Provided data –
+===+

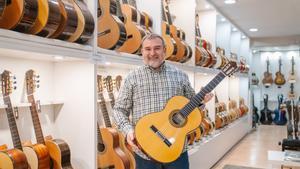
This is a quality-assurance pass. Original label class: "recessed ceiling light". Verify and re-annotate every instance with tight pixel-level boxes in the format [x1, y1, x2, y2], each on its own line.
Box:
[232, 27, 237, 31]
[241, 35, 246, 39]
[249, 28, 258, 32]
[53, 55, 64, 60]
[224, 0, 236, 4]
[105, 62, 111, 65]
[205, 4, 210, 9]
[221, 18, 226, 22]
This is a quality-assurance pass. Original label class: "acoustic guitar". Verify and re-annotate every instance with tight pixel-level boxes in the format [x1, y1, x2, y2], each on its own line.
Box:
[97, 75, 130, 169]
[259, 94, 273, 125]
[0, 0, 7, 17]
[177, 29, 192, 63]
[135, 61, 237, 163]
[251, 72, 259, 85]
[97, 0, 127, 50]
[288, 56, 296, 83]
[0, 70, 29, 169]
[274, 58, 286, 87]
[141, 11, 153, 33]
[262, 58, 273, 88]
[288, 83, 296, 99]
[25, 69, 73, 169]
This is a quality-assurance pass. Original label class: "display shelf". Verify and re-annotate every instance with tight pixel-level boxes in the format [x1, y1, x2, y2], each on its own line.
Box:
[0, 101, 64, 109]
[0, 29, 92, 60]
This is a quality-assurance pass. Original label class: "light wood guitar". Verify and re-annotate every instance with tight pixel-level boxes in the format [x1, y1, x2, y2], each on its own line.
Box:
[262, 57, 273, 88]
[25, 69, 73, 169]
[0, 70, 29, 169]
[135, 61, 237, 163]
[178, 29, 192, 63]
[105, 75, 136, 169]
[288, 56, 296, 83]
[98, 0, 127, 49]
[97, 75, 130, 169]
[274, 58, 286, 87]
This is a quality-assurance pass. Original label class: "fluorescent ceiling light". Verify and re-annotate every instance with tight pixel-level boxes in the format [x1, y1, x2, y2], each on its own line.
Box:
[224, 0, 236, 4]
[249, 28, 258, 32]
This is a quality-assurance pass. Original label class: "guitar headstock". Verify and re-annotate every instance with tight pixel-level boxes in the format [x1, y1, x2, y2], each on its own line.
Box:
[221, 60, 238, 76]
[97, 75, 103, 93]
[25, 69, 40, 95]
[104, 76, 113, 93]
[115, 75, 122, 91]
[1, 70, 17, 96]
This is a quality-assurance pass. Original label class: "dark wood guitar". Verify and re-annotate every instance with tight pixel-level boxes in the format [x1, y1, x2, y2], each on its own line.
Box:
[177, 29, 192, 63]
[25, 69, 73, 169]
[274, 58, 286, 87]
[97, 0, 127, 49]
[0, 0, 7, 16]
[0, 70, 29, 169]
[259, 94, 273, 125]
[262, 58, 273, 88]
[97, 75, 130, 169]
[135, 61, 237, 163]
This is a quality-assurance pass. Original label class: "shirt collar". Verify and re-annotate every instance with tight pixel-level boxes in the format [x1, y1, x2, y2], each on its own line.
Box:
[145, 61, 166, 73]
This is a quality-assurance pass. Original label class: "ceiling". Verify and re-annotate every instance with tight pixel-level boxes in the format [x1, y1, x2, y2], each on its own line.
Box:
[197, 0, 300, 50]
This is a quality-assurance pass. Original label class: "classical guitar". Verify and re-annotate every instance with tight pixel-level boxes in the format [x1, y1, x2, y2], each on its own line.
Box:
[0, 0, 7, 17]
[27, 0, 61, 37]
[288, 83, 296, 99]
[161, 0, 177, 60]
[259, 94, 273, 125]
[104, 75, 136, 169]
[274, 58, 286, 87]
[135, 61, 237, 163]
[97, 75, 130, 169]
[214, 92, 223, 129]
[195, 14, 210, 67]
[213, 47, 224, 69]
[97, 0, 127, 50]
[262, 58, 273, 88]
[0, 70, 29, 169]
[288, 56, 296, 83]
[25, 69, 73, 169]
[141, 11, 153, 33]
[177, 29, 192, 63]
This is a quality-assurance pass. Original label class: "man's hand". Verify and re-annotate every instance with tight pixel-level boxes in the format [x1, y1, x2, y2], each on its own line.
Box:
[126, 130, 138, 150]
[203, 93, 214, 103]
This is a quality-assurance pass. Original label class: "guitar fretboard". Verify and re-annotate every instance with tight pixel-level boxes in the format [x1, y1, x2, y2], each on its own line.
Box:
[98, 93, 112, 128]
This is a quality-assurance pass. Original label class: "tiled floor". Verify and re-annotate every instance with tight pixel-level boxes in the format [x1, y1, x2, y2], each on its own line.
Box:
[211, 125, 287, 169]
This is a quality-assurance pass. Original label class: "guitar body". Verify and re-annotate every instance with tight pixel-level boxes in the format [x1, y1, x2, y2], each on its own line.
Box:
[23, 144, 51, 169]
[0, 148, 29, 169]
[97, 128, 130, 169]
[0, 0, 24, 29]
[135, 96, 202, 163]
[98, 0, 127, 49]
[27, 0, 50, 34]
[118, 133, 136, 169]
[45, 139, 73, 169]
[262, 72, 273, 87]
[162, 21, 177, 60]
[274, 72, 286, 86]
[67, 0, 85, 42]
[168, 25, 185, 62]
[288, 73, 296, 83]
[260, 108, 273, 125]
[117, 4, 146, 54]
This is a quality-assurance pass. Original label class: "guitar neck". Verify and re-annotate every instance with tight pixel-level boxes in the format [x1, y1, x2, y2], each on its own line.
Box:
[98, 93, 112, 128]
[181, 71, 226, 117]
[3, 96, 23, 150]
[108, 92, 115, 108]
[128, 0, 137, 8]
[161, 0, 167, 22]
[27, 94, 45, 145]
[97, 123, 104, 151]
[115, 0, 123, 17]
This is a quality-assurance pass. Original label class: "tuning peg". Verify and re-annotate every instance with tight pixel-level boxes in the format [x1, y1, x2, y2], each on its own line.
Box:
[36, 74, 40, 79]
[13, 85, 17, 90]
[36, 80, 40, 83]
[37, 84, 40, 88]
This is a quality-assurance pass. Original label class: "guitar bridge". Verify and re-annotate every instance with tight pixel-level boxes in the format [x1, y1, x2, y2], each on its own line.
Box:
[150, 125, 172, 147]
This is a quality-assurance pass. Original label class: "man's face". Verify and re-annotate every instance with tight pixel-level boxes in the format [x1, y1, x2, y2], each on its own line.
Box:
[141, 37, 166, 69]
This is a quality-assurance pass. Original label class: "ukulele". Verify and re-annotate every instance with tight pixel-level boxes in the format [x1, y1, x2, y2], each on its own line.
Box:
[0, 70, 29, 169]
[97, 0, 127, 50]
[274, 57, 286, 87]
[97, 75, 130, 169]
[262, 58, 273, 88]
[25, 69, 73, 169]
[161, 0, 177, 60]
[104, 75, 136, 169]
[259, 94, 273, 125]
[135, 61, 237, 163]
[288, 56, 296, 83]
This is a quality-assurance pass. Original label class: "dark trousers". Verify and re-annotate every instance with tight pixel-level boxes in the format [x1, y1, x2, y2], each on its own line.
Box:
[134, 152, 189, 169]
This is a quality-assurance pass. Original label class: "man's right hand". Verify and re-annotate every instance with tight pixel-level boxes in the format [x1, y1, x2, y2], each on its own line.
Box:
[126, 130, 139, 150]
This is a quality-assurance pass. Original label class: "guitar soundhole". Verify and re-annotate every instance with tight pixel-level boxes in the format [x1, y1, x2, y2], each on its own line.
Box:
[98, 143, 105, 152]
[170, 111, 187, 127]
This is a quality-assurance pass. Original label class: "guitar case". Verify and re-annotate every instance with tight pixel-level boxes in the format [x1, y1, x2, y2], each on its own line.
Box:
[260, 94, 273, 125]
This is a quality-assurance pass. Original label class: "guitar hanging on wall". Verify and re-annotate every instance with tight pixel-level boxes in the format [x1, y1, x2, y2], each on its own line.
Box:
[288, 56, 296, 83]
[274, 57, 286, 88]
[135, 61, 237, 163]
[262, 57, 273, 88]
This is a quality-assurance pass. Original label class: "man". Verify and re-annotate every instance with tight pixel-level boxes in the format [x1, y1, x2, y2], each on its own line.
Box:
[113, 33, 213, 169]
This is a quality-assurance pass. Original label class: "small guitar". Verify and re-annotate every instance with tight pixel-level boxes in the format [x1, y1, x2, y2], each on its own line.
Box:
[262, 58, 273, 88]
[0, 70, 29, 169]
[25, 69, 73, 169]
[288, 56, 296, 83]
[274, 57, 286, 87]
[135, 61, 237, 163]
[97, 0, 127, 50]
[97, 75, 130, 169]
[259, 94, 273, 125]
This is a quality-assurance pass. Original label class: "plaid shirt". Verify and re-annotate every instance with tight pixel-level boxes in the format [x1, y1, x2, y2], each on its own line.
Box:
[112, 62, 195, 159]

+===+

Aim of the task –
Find the word "dark" in the entries, then copy out every line that has it.

Result below –
This is a quality-assurance pass. Original label class: "dark wood guitar". Verify and re-annotate every instance with tight pixel-level boxes in the format [x1, y1, x2, y2], each on its own line.
This is a quality-assurance pass. Original label class: "dark trousers". Verify and re-annotate every instance with tight pixel-level boxes in the format [x1, y1, x2, y2], each on its own line.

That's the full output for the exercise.